Content starts

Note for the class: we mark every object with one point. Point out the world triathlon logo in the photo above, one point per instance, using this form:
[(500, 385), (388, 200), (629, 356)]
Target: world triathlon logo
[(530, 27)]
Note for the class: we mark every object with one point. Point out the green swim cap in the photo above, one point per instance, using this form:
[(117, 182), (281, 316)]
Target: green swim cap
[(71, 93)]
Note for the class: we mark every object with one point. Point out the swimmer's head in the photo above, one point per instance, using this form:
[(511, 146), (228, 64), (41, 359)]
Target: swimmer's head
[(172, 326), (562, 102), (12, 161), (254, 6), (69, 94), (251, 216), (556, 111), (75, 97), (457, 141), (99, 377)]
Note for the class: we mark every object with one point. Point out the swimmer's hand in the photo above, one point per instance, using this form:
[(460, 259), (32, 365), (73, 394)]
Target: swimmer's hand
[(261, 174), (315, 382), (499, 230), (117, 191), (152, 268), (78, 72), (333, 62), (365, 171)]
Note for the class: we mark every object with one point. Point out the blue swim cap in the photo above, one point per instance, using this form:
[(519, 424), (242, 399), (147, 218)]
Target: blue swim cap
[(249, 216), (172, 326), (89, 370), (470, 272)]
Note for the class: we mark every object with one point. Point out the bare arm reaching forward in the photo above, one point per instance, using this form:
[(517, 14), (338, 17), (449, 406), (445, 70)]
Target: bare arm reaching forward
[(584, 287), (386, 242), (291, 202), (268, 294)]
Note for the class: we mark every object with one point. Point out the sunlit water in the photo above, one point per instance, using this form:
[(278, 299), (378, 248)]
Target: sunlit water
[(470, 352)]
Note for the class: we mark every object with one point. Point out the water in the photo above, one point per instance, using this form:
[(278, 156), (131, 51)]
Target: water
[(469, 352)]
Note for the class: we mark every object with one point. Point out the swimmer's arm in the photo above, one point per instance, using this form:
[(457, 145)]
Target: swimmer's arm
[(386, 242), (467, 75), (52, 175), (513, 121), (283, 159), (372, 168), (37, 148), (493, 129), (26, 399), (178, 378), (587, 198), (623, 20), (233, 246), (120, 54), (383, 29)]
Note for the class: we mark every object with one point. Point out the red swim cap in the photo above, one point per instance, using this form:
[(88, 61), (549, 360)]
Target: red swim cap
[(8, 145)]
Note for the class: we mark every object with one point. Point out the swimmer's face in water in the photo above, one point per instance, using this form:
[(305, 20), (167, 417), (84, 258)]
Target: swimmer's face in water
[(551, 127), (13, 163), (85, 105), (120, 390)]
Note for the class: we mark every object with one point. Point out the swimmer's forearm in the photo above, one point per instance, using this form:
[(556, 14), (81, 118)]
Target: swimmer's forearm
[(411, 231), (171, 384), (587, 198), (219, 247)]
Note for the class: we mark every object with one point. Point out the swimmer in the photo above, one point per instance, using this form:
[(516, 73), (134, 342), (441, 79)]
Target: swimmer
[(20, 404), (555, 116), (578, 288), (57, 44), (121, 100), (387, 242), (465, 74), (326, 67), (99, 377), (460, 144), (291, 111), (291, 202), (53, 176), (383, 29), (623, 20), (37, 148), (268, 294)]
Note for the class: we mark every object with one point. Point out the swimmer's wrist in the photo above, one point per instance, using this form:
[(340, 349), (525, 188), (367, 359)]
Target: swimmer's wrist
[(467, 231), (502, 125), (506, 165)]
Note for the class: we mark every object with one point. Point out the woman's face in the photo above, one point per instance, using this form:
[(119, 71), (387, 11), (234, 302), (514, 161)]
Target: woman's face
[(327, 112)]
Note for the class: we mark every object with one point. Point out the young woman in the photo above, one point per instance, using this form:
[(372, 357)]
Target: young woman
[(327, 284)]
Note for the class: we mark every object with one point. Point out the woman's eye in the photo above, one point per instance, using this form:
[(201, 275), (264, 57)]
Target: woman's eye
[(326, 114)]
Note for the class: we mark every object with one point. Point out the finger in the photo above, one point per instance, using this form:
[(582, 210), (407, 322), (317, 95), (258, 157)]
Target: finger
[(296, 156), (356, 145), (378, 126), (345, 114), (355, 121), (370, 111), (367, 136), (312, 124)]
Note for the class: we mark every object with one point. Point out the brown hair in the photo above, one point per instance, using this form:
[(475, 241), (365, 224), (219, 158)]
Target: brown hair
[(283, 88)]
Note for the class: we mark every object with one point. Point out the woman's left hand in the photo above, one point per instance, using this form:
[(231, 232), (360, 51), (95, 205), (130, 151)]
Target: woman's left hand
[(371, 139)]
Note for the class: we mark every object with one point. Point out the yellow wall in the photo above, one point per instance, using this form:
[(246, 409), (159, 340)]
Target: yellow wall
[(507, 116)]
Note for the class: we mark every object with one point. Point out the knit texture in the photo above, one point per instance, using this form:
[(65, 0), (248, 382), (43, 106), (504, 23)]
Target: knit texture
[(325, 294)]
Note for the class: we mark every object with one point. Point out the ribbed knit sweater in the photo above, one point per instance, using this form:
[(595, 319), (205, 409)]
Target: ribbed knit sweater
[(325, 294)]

Content ends

**What you will do**
For this exercise, transcribe all the records exactly.

**Worked solution**
Note for the class: we mark every object with one point. Point out the world triathlon logo in the photo above, one point per instance, using this form:
[(500, 385), (388, 200), (629, 356)]
Target: world triathlon logo
[(530, 27)]
Note for the class: we mark every object with one point. Point out the green swim cap in the photo above, one point per instance, using this form:
[(117, 182), (281, 316)]
Target: green swim cap
[(71, 93)]
Note for the class: we mark every object with one point. Point out the swimmer's head in the photo above, one point per instance, using this form:
[(511, 146), (228, 64), (41, 359)]
Target: swimmer's head
[(172, 326), (562, 102), (12, 161), (254, 6), (69, 94), (251, 216), (556, 111), (75, 97), (457, 141), (99, 377)]
Note for the class: we mark every object with one point. Point out the swimmer's hand in the photo above, one point per instance, using this form:
[(460, 259), (32, 365), (73, 394)]
Target: swimmer's hand
[(261, 174), (315, 382), (499, 230), (117, 191), (152, 268), (78, 72), (333, 62), (365, 171)]
Note for the class: we mark every object with one point. Point out the blue swim cap in the photo above, one point per instance, using this form:
[(519, 424), (242, 399), (147, 218)]
Target: blue swim cap
[(249, 216), (172, 326), (89, 370), (470, 272)]
Note for the class: we mark every object with one point. Point out the bare arm reaching forward in the photo above, one point per instance, using this form:
[(517, 14), (338, 17), (449, 406), (445, 70)]
Target: bare arm reaching forward
[(584, 287), (386, 242), (291, 202), (268, 294)]
Note for the class: we mark every object with one point. Point out the sunlit water in the photo above, one point per instance, using this form:
[(278, 299), (378, 248)]
Target: sunlit water
[(470, 352)]
Note for the class: we mark every object with one point. Point out the water in the photo above, one point per instance, using this form:
[(278, 156), (131, 51)]
Target: water
[(469, 352)]
Note for the class: we mark every object with one point. Point out the swimmer's arm in the photo above, one point per instance, using this form:
[(457, 145)]
Target: swimmer's arm
[(386, 242), (467, 75), (52, 175), (513, 121), (283, 159), (372, 168), (37, 148), (493, 129), (26, 399), (178, 378), (587, 198), (623, 20), (233, 246), (120, 54), (383, 29)]
Note for the class: we mark every object with one point. Point out the red swim cap in the photo above, one point per instance, using this form:
[(88, 61), (549, 360)]
Target: red swim cap
[(8, 145)]
Note for the class: we mark every object with one point. Point out the swimmer's face in water in the photo above, one point per instance, using this form:
[(305, 20), (167, 417), (84, 258)]
Target: swimmer's face in water
[(551, 127), (13, 163), (85, 105), (120, 390)]
Note for the class: we mark every object with one point. Point out the swimmer's forearm in the photo above, one point per instance, using this form:
[(556, 14), (81, 118)]
Target: swimmer's forearm
[(411, 231), (171, 384), (587, 198), (219, 247)]
Note for the class: we mark every object with one point. Point out the swimmer in the photo above, one point per instance, using this form:
[(516, 73), (134, 342), (441, 79)]
Target: swimmer
[(20, 404), (555, 116), (578, 288), (57, 44), (121, 100), (387, 242), (465, 74), (326, 67), (99, 377), (460, 144), (291, 111), (291, 202), (53, 176), (383, 29), (623, 20), (37, 148), (268, 294)]
Note for the class: we mark every object with one point. Point out the swimmer's wrist in the photo above, one point per instance, using this form:
[(340, 349), (525, 188), (367, 359)]
Target: swimmer's wrist
[(467, 231), (502, 125), (506, 165)]
Note for the class: we mark every object with one point. Point out the woman's face in the photo above, one point per instance, using this form:
[(119, 71), (387, 11), (234, 302), (514, 161)]
Target: woman's face
[(327, 112)]
Note for the class: we mark every object with one point. Point out the young woman in the photo above, one point per instance, using this form:
[(372, 357)]
Target: young woman
[(327, 284)]
Note for the class: we mark every object with one point. Point out the woman's eye in the photo above, one point per instance, using this form:
[(201, 275), (264, 57)]
Target: woman's eye
[(326, 114)]
Note for the class: we mark every object with one point. Point out the finger in the photo above, one point per instance, using this form:
[(582, 210), (407, 322), (317, 95), (258, 157)]
Target: finger
[(296, 156), (356, 145), (378, 126), (345, 114), (355, 121), (370, 111), (367, 136), (312, 124)]
Note for the class: we mark every object with one point. Point out the brown hair in the photo above, one point per instance, using this form:
[(475, 241), (365, 224), (219, 158)]
Target: brown hair
[(283, 88)]
Note for the class: we mark every object with one point. Point out the woman's left hand in the photo above, one point per instance, using this form:
[(231, 232), (360, 51), (95, 205), (130, 151)]
Target: woman's left hand
[(371, 139)]
Note for the class: we mark every object with one point. Point out the yellow wall in the photo above, one point per instance, using this form:
[(246, 409), (159, 340)]
Target: yellow wall
[(507, 116)]
Note for the class: we mark every object with one point. Point out the knit texture in the photo above, one point per instance, using this form:
[(65, 0), (248, 382), (43, 106), (504, 23)]
Target: knit texture
[(325, 294)]
Note for the class: we mark every object with one point. Point out the ribbed knit sweater in the photo above, one point per instance, using this form:
[(595, 319), (205, 409)]
Target: ribbed knit sweater
[(325, 294)]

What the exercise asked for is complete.